(Region labeling entries)
■ ■ ■ ■ ■
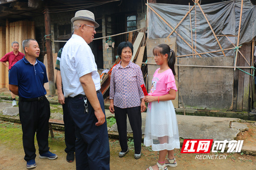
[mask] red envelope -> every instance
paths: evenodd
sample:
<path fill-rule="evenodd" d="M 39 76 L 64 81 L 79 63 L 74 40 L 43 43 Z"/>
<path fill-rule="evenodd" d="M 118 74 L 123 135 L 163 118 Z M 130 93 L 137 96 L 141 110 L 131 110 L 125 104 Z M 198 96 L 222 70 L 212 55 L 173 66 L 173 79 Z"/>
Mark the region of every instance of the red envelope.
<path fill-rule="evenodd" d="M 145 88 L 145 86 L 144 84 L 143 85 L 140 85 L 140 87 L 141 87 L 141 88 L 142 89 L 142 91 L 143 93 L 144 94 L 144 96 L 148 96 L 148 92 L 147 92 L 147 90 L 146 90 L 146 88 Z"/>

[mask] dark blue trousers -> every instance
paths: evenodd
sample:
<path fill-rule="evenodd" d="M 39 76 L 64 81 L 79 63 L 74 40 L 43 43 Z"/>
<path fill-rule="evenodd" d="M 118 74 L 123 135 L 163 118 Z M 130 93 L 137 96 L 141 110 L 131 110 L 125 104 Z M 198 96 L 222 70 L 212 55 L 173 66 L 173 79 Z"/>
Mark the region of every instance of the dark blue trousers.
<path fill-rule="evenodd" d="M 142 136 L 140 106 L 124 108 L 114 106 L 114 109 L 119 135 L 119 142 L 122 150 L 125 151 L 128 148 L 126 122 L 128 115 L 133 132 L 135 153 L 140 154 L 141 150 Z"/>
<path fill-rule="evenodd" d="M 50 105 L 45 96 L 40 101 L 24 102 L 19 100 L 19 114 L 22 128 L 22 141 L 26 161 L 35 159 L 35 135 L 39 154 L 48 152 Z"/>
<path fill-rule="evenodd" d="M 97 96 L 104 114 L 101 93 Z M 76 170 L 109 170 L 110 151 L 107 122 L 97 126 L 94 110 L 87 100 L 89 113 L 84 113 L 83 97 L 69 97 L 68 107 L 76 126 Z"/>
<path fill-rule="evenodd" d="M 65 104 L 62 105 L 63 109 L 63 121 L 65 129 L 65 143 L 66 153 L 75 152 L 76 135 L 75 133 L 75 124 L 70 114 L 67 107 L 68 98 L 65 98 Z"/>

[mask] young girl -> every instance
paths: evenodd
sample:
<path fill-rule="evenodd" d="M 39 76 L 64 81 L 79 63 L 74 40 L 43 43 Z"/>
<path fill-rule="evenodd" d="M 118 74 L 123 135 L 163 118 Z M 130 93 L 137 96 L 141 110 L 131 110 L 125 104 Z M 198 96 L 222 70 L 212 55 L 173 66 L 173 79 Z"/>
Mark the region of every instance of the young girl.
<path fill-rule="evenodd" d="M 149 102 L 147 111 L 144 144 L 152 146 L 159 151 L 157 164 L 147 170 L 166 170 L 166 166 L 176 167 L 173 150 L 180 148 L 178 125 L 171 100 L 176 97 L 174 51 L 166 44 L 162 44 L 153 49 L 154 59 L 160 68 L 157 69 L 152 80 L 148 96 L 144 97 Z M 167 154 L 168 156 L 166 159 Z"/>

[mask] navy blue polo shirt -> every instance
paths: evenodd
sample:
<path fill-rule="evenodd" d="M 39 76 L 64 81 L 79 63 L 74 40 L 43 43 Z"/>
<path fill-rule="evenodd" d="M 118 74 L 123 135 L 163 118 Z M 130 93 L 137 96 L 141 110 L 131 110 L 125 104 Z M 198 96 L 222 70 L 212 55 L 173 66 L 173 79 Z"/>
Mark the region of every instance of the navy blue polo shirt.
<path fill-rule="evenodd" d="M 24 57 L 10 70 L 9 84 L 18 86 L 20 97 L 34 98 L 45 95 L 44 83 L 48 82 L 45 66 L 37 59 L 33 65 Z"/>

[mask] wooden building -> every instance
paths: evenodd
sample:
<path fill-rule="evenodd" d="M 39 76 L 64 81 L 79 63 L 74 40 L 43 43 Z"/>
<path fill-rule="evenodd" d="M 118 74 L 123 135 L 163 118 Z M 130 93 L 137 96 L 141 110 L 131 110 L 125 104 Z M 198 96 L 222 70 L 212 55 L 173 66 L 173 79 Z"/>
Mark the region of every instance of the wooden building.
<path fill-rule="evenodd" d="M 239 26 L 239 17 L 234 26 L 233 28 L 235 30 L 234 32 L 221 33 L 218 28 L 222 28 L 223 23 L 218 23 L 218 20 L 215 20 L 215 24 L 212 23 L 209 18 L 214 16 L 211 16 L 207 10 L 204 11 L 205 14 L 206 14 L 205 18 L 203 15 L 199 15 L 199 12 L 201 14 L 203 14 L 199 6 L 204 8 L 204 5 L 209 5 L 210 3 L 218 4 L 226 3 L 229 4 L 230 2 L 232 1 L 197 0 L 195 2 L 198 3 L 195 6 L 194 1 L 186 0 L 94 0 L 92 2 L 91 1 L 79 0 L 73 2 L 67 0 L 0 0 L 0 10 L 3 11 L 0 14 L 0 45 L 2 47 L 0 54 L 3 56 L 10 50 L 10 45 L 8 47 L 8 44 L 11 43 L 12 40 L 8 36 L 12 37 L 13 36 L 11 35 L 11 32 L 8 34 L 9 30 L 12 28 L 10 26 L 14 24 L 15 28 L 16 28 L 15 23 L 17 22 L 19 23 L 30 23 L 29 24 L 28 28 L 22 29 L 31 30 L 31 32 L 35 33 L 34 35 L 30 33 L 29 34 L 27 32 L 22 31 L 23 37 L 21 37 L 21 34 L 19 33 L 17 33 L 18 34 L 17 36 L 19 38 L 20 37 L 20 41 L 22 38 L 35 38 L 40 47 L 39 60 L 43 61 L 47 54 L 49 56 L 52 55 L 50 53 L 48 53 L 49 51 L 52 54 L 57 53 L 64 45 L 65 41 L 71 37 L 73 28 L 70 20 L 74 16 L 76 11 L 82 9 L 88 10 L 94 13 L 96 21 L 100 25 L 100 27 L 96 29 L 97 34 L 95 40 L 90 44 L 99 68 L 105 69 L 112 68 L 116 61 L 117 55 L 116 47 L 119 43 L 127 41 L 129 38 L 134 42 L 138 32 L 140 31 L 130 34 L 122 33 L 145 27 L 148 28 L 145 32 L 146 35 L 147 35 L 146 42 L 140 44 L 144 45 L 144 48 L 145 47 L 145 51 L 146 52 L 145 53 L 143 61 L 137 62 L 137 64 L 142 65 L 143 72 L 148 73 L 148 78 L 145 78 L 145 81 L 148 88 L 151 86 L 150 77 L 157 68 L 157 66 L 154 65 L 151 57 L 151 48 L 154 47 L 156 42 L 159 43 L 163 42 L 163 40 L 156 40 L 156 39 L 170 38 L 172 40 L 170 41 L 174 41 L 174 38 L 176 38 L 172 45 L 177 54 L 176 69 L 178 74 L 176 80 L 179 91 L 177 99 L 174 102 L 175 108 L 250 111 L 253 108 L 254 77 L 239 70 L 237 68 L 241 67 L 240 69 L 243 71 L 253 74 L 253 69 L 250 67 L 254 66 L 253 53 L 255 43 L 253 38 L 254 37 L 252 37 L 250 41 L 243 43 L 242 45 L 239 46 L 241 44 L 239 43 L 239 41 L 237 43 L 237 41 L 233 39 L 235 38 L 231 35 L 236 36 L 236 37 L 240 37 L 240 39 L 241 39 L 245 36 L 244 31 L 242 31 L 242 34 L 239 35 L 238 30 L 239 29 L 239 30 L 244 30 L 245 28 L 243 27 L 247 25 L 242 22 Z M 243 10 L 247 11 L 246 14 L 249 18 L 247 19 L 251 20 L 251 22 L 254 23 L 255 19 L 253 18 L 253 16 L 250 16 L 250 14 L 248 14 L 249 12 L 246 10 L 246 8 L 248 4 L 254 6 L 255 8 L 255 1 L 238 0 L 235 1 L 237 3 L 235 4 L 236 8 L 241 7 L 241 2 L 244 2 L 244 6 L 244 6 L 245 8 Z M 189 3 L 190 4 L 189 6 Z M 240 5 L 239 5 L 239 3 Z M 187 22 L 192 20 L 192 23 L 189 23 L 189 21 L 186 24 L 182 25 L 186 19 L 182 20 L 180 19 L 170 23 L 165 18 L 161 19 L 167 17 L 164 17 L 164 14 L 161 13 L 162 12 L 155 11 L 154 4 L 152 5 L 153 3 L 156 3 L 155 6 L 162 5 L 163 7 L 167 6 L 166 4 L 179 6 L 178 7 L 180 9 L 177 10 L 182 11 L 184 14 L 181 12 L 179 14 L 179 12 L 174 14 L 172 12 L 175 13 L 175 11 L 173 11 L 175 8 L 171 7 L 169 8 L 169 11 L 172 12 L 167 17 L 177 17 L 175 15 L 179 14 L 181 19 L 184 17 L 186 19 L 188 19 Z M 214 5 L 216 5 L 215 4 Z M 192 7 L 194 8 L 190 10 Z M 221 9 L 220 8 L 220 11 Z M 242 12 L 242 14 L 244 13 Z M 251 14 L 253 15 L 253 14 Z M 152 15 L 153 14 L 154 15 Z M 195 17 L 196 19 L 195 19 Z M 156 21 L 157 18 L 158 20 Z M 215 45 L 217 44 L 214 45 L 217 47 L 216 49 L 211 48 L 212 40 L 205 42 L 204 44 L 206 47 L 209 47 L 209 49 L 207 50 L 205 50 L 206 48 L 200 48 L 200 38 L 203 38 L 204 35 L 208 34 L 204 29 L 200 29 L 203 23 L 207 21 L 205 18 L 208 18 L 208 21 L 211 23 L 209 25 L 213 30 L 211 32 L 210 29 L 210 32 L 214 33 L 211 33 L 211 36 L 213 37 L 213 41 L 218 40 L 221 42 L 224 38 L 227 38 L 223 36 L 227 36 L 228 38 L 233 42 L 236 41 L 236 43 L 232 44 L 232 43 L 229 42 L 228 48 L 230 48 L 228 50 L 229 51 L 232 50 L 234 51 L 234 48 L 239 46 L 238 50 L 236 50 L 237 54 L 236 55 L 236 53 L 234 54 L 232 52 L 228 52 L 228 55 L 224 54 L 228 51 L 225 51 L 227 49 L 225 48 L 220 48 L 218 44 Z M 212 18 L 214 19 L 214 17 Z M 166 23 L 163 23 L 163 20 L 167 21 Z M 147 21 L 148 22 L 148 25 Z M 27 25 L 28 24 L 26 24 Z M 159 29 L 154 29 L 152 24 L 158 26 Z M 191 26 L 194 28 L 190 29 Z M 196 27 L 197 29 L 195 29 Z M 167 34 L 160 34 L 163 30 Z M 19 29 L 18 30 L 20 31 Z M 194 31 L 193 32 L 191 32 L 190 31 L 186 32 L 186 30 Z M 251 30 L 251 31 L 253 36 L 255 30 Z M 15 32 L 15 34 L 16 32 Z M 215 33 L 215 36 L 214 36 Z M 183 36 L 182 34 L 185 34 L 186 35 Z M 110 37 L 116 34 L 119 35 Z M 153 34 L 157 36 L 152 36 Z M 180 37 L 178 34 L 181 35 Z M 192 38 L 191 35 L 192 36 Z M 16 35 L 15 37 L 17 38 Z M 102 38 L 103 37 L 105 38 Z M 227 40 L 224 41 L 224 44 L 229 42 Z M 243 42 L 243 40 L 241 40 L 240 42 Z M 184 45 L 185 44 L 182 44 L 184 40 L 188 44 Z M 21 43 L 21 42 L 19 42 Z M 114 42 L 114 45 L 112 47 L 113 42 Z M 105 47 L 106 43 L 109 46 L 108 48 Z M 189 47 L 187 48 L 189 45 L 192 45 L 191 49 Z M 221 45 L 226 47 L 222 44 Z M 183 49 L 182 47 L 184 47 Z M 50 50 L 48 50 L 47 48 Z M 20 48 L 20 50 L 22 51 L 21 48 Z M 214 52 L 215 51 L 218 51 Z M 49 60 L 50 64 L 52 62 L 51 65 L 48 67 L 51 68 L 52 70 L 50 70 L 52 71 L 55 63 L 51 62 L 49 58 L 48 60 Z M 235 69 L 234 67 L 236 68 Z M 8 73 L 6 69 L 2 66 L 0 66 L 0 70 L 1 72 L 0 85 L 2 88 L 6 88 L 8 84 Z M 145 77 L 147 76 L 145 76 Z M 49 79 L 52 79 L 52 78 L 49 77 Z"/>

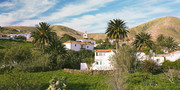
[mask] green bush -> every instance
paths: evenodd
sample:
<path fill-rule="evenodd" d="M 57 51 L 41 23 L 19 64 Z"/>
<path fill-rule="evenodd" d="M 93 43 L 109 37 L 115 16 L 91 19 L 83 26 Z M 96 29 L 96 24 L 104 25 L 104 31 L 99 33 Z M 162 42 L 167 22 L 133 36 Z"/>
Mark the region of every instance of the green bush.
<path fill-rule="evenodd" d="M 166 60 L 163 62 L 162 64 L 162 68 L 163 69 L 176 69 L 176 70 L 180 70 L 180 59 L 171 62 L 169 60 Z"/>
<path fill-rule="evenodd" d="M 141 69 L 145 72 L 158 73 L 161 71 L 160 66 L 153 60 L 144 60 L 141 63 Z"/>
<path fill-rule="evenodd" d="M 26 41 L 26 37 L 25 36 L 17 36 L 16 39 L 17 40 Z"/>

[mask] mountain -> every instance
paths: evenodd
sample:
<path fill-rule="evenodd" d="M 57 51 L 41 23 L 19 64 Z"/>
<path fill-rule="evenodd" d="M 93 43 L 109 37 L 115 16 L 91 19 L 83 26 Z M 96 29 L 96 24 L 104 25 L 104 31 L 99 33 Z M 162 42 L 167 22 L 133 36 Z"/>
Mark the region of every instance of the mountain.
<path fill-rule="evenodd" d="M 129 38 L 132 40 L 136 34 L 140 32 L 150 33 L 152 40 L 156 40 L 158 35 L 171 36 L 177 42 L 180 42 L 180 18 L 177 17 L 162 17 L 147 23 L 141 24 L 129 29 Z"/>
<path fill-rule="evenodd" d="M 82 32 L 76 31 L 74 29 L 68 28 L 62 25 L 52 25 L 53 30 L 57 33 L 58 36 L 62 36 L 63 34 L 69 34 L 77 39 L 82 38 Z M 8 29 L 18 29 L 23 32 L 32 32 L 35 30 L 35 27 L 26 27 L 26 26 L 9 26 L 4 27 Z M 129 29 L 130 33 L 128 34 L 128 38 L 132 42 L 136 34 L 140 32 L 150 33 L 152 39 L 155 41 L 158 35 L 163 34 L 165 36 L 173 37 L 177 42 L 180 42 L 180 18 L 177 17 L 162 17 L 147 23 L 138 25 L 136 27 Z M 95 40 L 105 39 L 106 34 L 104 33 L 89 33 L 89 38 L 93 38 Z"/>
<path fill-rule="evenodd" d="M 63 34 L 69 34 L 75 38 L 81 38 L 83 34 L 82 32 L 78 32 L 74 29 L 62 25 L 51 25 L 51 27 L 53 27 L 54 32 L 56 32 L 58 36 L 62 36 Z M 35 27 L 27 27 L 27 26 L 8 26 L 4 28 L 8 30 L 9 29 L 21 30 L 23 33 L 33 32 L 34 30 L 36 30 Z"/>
■ ■ ■ ■ ■
## [Goal of the exercise]
Please give again, unchanged, the lines starting at the beginning of the data and ending at the line that contains "145 88 L 145", including both ends and leaving the pictures out.

## [Written answer]
[mask] red envelope -> every instance
paths: evenodd
sample:
<path fill-rule="evenodd" d="M 39 76 L 64 81 L 79 63 L 74 40 L 43 43 Z"/>
<path fill-rule="evenodd" d="M 118 74 L 123 135 L 163 118 Z M 130 93 L 137 96 L 141 110 L 131 110 L 125 104 Z M 198 96 L 222 70 L 212 55 L 173 66 L 173 79 Z"/>
Mark the region of every instance of the red envelope.
<path fill-rule="evenodd" d="M 145 88 L 145 86 L 144 84 L 143 85 L 140 85 L 140 87 L 141 87 L 141 88 L 142 89 L 142 91 L 143 93 L 144 94 L 144 96 L 148 96 L 148 92 L 147 92 L 147 90 L 146 90 L 146 88 Z"/>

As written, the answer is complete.